YOUR INSTRUCTIONS
Print out each entry below exactly, please.
>>>>
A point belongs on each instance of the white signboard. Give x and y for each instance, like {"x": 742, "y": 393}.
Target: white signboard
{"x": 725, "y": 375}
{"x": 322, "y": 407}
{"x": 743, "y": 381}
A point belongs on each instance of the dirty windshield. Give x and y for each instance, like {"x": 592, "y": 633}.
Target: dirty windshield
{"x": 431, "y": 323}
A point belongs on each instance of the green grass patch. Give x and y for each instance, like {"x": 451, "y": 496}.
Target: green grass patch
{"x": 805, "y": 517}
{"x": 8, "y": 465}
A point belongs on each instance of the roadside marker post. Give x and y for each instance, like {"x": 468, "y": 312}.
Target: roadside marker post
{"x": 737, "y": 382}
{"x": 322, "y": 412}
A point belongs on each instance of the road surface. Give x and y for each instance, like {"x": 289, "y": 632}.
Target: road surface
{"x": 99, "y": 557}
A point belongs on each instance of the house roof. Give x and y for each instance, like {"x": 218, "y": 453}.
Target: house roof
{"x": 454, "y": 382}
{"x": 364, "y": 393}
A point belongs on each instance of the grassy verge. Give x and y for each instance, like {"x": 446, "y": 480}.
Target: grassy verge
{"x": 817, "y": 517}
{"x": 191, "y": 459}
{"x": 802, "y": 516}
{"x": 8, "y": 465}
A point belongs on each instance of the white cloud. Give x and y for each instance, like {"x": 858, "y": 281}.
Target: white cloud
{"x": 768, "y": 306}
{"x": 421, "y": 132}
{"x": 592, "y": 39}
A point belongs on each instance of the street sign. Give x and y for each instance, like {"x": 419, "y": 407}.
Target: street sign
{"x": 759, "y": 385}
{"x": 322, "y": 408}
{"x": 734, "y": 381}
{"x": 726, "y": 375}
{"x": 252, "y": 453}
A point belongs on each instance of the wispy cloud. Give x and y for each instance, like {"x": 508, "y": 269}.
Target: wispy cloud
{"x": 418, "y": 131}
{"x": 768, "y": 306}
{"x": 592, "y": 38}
<<<<
FINISHED TASK
A point belongs on each instance of the white signboard. Give x and y for each instance, like {"x": 742, "y": 393}.
Target: white signboard
{"x": 725, "y": 375}
{"x": 322, "y": 407}
{"x": 743, "y": 381}
A point belongs on each instance of the dirty windshield. Give x and y for each instance, like {"x": 592, "y": 633}.
Target: dirty windshield
{"x": 431, "y": 323}
A point belongs on each instance of the green grass patch. Give x and y for each instance, like {"x": 451, "y": 496}.
Target: green grass patch
{"x": 805, "y": 517}
{"x": 8, "y": 465}
A point belongs on each instance of the roadside marker post. Give x and y for each instance, like {"x": 468, "y": 312}.
Target: roadside marker post
{"x": 737, "y": 382}
{"x": 322, "y": 412}
A point belongs on each instance of the road surface. Give x and y for each instance, like {"x": 289, "y": 632}.
Target: road surface
{"x": 99, "y": 557}
A point belongs on each instance of the house roof. Give x and y for each instance, like {"x": 218, "y": 453}.
Target: house roof
{"x": 454, "y": 382}
{"x": 364, "y": 393}
A point belongs on each instance of the grassy verge. Give x and y for each instance, like {"x": 446, "y": 480}.
Target: grassy verge
{"x": 817, "y": 517}
{"x": 191, "y": 459}
{"x": 802, "y": 516}
{"x": 8, "y": 465}
A point belongs on each instance of the white cloud. Give x and y for each instance, like {"x": 858, "y": 281}.
Target: white cloud
{"x": 768, "y": 306}
{"x": 421, "y": 132}
{"x": 592, "y": 39}
A point belongs on each instance of the street sign. Give x and y for each instance, like {"x": 419, "y": 407}.
Target: street sign
{"x": 759, "y": 385}
{"x": 322, "y": 408}
{"x": 734, "y": 381}
{"x": 726, "y": 375}
{"x": 252, "y": 453}
A point belongs on each instance of the wispy cloud. Give x and y for each instance, like {"x": 508, "y": 269}.
Target: wispy cloud
{"x": 418, "y": 131}
{"x": 768, "y": 306}
{"x": 592, "y": 38}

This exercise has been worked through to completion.